Entries taken from a collection
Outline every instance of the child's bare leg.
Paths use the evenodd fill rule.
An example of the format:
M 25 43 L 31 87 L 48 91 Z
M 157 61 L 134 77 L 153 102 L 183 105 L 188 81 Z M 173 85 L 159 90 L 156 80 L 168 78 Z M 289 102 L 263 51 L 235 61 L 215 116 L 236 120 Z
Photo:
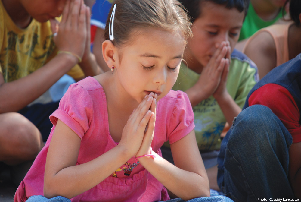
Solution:
M 10 165 L 34 160 L 44 144 L 41 133 L 20 114 L 0 114 L 0 161 Z

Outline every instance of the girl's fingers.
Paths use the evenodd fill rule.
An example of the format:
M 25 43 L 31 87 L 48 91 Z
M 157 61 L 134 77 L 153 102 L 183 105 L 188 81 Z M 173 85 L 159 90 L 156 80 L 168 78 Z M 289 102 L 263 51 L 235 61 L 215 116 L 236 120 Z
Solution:
M 70 4 L 70 0 L 67 0 L 65 3 L 65 6 L 64 7 L 63 12 L 62 13 L 62 19 L 61 22 L 63 24 L 65 23 L 67 21 Z
M 59 22 L 56 19 L 50 19 L 50 29 L 52 34 L 54 34 L 57 32 L 58 30 Z
M 80 8 L 82 6 L 81 0 L 75 0 L 73 2 L 73 6 L 71 10 L 71 15 L 69 15 L 68 20 L 71 27 L 76 29 L 77 31 L 79 15 L 81 12 Z
M 142 118 L 142 115 L 144 115 L 145 114 L 147 110 L 149 109 L 154 96 L 154 93 L 152 92 L 149 95 L 145 96 L 144 98 L 137 107 L 136 112 L 132 117 L 133 119 L 134 120 L 137 119 L 139 116 L 139 114 L 140 114 L 140 118 Z

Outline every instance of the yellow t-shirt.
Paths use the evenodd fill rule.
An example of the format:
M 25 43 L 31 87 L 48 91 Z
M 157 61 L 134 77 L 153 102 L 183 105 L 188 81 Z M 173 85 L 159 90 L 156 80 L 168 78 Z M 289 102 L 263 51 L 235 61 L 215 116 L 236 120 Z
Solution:
M 26 28 L 15 24 L 0 0 L 0 73 L 5 82 L 26 76 L 43 66 L 56 54 L 50 22 L 34 19 Z M 76 65 L 68 73 L 74 78 L 84 76 Z

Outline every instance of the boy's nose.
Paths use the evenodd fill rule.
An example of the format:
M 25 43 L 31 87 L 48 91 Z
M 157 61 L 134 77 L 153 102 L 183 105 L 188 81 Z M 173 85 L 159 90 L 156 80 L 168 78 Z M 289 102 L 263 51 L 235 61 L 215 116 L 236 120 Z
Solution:
M 63 11 L 64 10 L 64 7 L 65 6 L 65 4 L 66 3 L 66 0 L 61 0 L 57 2 L 57 12 L 59 14 L 58 15 L 60 15 L 63 12 Z
M 218 41 L 217 42 L 219 44 L 220 44 L 223 41 L 228 41 L 228 36 L 227 33 L 223 33 L 221 34 L 218 38 Z

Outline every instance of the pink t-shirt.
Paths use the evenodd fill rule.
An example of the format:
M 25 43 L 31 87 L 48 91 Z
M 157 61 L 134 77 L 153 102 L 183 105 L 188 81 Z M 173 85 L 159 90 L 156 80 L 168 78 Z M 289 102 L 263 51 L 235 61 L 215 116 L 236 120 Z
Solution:
M 187 95 L 171 90 L 157 104 L 153 150 L 161 155 L 160 148 L 182 138 L 194 128 L 194 114 Z M 76 165 L 91 161 L 117 145 L 109 130 L 106 99 L 102 87 L 88 77 L 71 85 L 50 117 L 54 126 L 45 147 L 21 182 L 15 201 L 31 196 L 43 195 L 47 152 L 57 119 L 74 131 L 81 140 Z M 72 201 L 157 201 L 169 199 L 163 185 L 133 157 L 103 181 L 71 199 Z

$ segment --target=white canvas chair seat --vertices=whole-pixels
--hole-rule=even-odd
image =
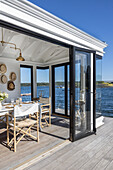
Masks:
[[[8,115],[8,112],[1,112],[0,113],[0,122],[6,123],[6,115]]]
[[[15,106],[14,107],[14,114],[12,116],[10,122],[8,122],[8,129],[7,129],[7,144],[11,148],[14,149],[16,152],[17,144],[23,139],[25,135],[33,138],[34,140],[39,141],[39,123],[38,123],[38,112],[39,111],[39,104],[29,104],[29,105],[22,105],[22,107]],[[31,115],[36,115],[36,119],[32,119]],[[28,118],[29,116],[29,118]],[[23,120],[22,120],[23,118]],[[31,134],[31,128],[37,125],[37,137]],[[13,135],[13,138],[9,141],[9,134]],[[17,140],[17,136],[21,134],[21,137]]]
[[[17,127],[28,127],[28,126],[31,126],[31,125],[34,125],[36,124],[37,121],[36,120],[33,120],[33,119],[25,119],[25,120],[20,120],[20,121],[17,121],[16,122],[16,126]],[[14,126],[14,122],[13,123],[9,123],[10,126]]]

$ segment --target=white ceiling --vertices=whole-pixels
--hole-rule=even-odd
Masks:
[[[36,39],[12,30],[3,29],[4,41],[15,43],[21,48],[22,56],[26,61],[37,63],[52,63],[58,60],[69,60],[68,48]],[[0,41],[2,40],[2,28],[0,27]],[[19,51],[10,48],[12,45],[0,43],[0,57],[16,59]],[[13,46],[12,46],[13,47]]]

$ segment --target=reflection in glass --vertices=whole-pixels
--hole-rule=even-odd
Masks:
[[[75,52],[75,134],[91,130],[90,54]]]
[[[20,67],[22,101],[31,101],[31,68]]]
[[[101,116],[102,59],[96,57],[96,117]]]
[[[64,66],[55,68],[55,112],[65,114]]]
[[[37,97],[49,97],[49,68],[37,69]]]

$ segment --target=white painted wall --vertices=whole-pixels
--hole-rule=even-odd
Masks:
[[[9,75],[11,72],[15,72],[17,75],[17,79],[14,81],[15,83],[15,90],[13,91],[9,91],[7,89],[7,84],[1,84],[0,83],[0,91],[1,92],[6,92],[9,94],[8,99],[6,99],[6,102],[10,102],[11,98],[13,99],[17,99],[18,97],[20,97],[20,64],[25,64],[25,65],[30,65],[33,66],[33,95],[34,97],[37,97],[37,75],[36,75],[36,64],[30,64],[30,63],[20,63],[17,62],[16,60],[6,60],[6,59],[1,59],[0,58],[0,63],[3,63],[6,65],[7,67],[7,72],[5,73],[5,75],[7,76],[8,80],[9,80]],[[0,74],[1,75],[1,74]]]

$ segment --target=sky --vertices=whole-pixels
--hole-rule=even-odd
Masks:
[[[86,33],[105,41],[102,80],[113,81],[113,0],[29,0]]]

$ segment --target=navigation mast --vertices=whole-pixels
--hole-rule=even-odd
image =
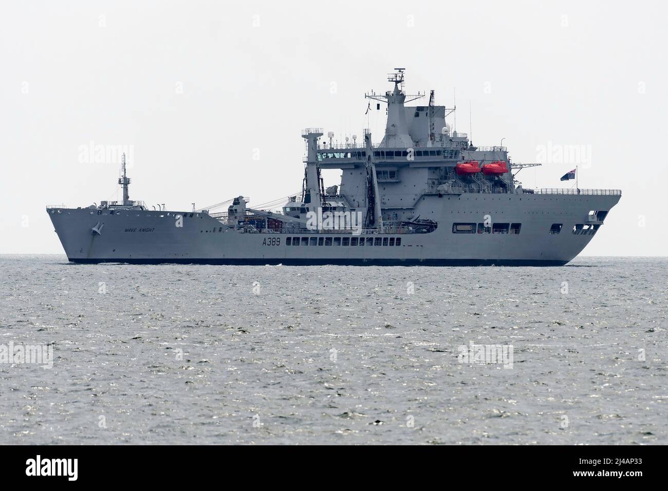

▶ [SHORT EXERCISE]
Arrange all of the lines above as a numbered list, skipping any blank lines. Leave the pictures out of your answer.

▶ [RESULT OF THE TASK]
1. Outline every instance of the child's bare leg.
2. Paths use the evenodd fill rule.
3. An example of the format:
4. M 25 43 L 31 87 L 48 91 Z
5. M 157 61 L 134 77 L 153 102 L 183 105 L 188 81 Z M 173 85 L 159 90 L 156 80 L 168 78 Z M 289 102 L 263 51 L 235 61 L 215 116 L 236 120 Z
6. Photo:
7. Solution:
8. M 10 165 L 34 160 L 44 144 L 41 133 L 20 114 L 0 114 L 0 161 Z
9. Outline every instance of the girl's fingers.
10. Paths use the evenodd fill rule.
11. An example of the format:
12. M 25 43 L 31 87 L 48 91 Z
13. M 157 61 L 134 77 L 153 102 L 183 105 L 188 81 Z M 173 85 L 159 90 L 156 80 L 168 78 Z M 289 102 L 263 51 L 235 61 L 215 116 L 236 120 Z
14. Solution:
15. M 70 4 L 70 0 L 67 0 L 65 3 L 65 6 L 64 7 L 63 12 L 62 13 L 62 19 L 61 22 L 63 24 L 65 23 L 67 21 Z
16. M 59 22 L 56 19 L 50 19 L 50 29 L 52 34 L 54 34 L 57 32 L 58 30 Z
17. M 80 8 L 82 6 L 81 0 L 75 0 L 73 2 L 73 6 L 71 10 L 71 15 L 69 15 L 68 20 L 71 27 L 76 29 L 77 31 L 79 15 L 81 12 Z
18. M 142 118 L 142 115 L 144 115 L 145 114 L 147 110 L 149 109 L 154 96 L 154 93 L 152 92 L 149 95 L 145 96 L 144 98 L 137 107 L 136 112 L 132 117 L 133 119 L 134 120 L 137 119 L 139 116 L 139 114 L 140 114 L 140 118 Z
19. Outline every instance of the yellow t-shirt.
20. Paths use the evenodd fill rule.
21. An example of the format:
22. M 25 43 L 31 87 L 48 91 Z
23. M 157 61 L 134 77 L 153 102 L 183 105 L 188 81 Z M 173 85 L 159 90 L 156 80 L 168 78 Z M 289 102 L 263 51 L 235 61 L 215 116 L 236 120 Z
24. Solution:
25. M 26 28 L 15 24 L 0 0 L 0 73 L 5 82 L 26 76 L 43 66 L 56 54 L 50 22 L 34 19 Z M 76 65 L 68 73 L 74 78 L 84 76 Z
26. Outline every instance of the boy's nose.
27. Paths use the evenodd fill rule.
28. An example of the format:
29. M 25 43 L 31 87 L 48 91 Z
30. M 157 61 L 134 77 L 153 102 L 183 105 L 188 81 Z M 173 85 L 159 90 L 156 80 L 168 78 Z M 289 102 L 263 51 L 235 61 L 215 116 L 236 120 Z
31. Solution:
32. M 63 11 L 64 10 L 64 7 L 65 6 L 65 4 L 66 3 L 66 0 L 61 0 L 57 2 L 57 12 L 59 14 L 58 15 L 60 15 L 63 12 Z
33. M 218 41 L 217 42 L 219 44 L 220 44 L 223 41 L 228 41 L 228 36 L 227 33 L 223 33 L 221 34 L 218 38 Z
34. Outline every instance of the pink t-shirt.
35. Paths use the evenodd fill rule.
36. An example of the format:
37. M 25 43 L 31 87 L 48 91 Z
38. M 157 61 L 134 77 L 153 102 L 183 105 L 188 81 Z M 173 85 L 159 90 L 156 80 L 168 78 Z M 289 102 L 263 51 L 235 61 L 215 116 L 236 120 Z
39. Solution:
40. M 187 95 L 171 90 L 157 104 L 153 150 L 161 155 L 160 148 L 182 138 L 194 128 L 194 114 Z M 76 165 L 91 161 L 117 145 L 109 130 L 106 99 L 102 87 L 88 77 L 71 85 L 50 117 L 54 126 L 45 147 L 21 182 L 15 201 L 31 196 L 43 195 L 47 152 L 57 119 L 74 131 L 81 140 Z M 72 201 L 157 201 L 169 199 L 163 185 L 133 157 L 103 181 L 71 199 Z
41. $ segment --target=white canvas chair seat --vertices=whole-pixels
42. --hole-rule=even-odd
43. image =
44. Masks:
45. [[[8,115],[8,112],[1,112],[0,113],[0,122],[6,123],[6,115]]]
46. [[[15,106],[14,107],[14,114],[12,116],[10,122],[8,122],[8,129],[7,129],[7,144],[11,148],[14,149],[16,152],[17,144],[23,139],[25,135],[33,138],[34,140],[39,141],[39,123],[38,123],[38,112],[39,111],[39,104],[29,104],[29,105],[22,105],[22,107]],[[31,115],[36,115],[36,119],[32,119]],[[28,118],[29,116],[29,118]],[[23,120],[22,120],[23,118]],[[31,134],[31,128],[37,125],[37,137]],[[13,135],[13,138],[9,141],[9,134]],[[17,140],[17,136],[21,134],[21,137]]]
47. [[[17,127],[28,127],[28,126],[31,126],[31,125],[34,125],[36,124],[37,121],[36,120],[33,120],[33,119],[25,119],[25,120],[20,120],[20,121],[17,121],[16,122],[16,126]],[[14,126],[14,122],[13,123],[9,123],[10,126]]]
48. $ segment --target=white ceiling --vertices=whole-pixels
49. --hole-rule=even-odd
50. Masks:
51. [[[36,39],[12,30],[3,29],[4,41],[15,43],[21,48],[22,56],[26,61],[37,63],[52,63],[58,60],[69,60],[68,48]],[[0,41],[2,40],[2,28],[0,27]],[[19,51],[10,48],[12,45],[0,43],[0,57],[16,59]],[[13,46],[12,46],[13,47]]]
52. $ segment --target=reflection in glass --vertices=whole-pixels
53. --hole-rule=even-odd
54. Masks:
55. [[[75,52],[75,134],[91,130],[90,54]]]
56. [[[20,67],[22,101],[31,101],[31,68]]]
57. [[[101,116],[102,59],[96,57],[96,117]]]
58. [[[64,66],[55,68],[55,112],[65,114]]]
59. [[[37,97],[49,97],[49,68],[37,69]]]
60. $ segment --target=white painted wall --vertices=whole-pixels
61. --hole-rule=even-odd
62. Masks:
63. [[[9,75],[11,72],[15,72],[17,75],[17,79],[14,81],[15,83],[15,90],[13,91],[9,91],[7,89],[7,84],[1,84],[0,83],[0,91],[1,92],[6,92],[9,94],[8,99],[6,99],[6,102],[10,102],[11,98],[13,99],[17,99],[18,97],[20,97],[20,64],[25,64],[25,65],[30,65],[33,66],[33,95],[34,97],[37,97],[37,75],[36,75],[36,64],[30,64],[30,63],[20,63],[17,62],[16,60],[6,60],[6,59],[1,59],[0,58],[0,63],[3,63],[6,65],[7,67],[7,72],[5,73],[5,75],[7,76],[8,80],[9,80]],[[0,74],[1,75],[1,74]]]
64. $ segment --target=sky --vertices=whole-pixels
65. --hole-rule=even-odd
66. Masks:
67. [[[86,33],[105,41],[102,80],[113,81],[113,0],[29,0]]]
68. $ segment --target=navigation mast --vertices=whole-pixels
69. --hole-rule=even-odd
70. image =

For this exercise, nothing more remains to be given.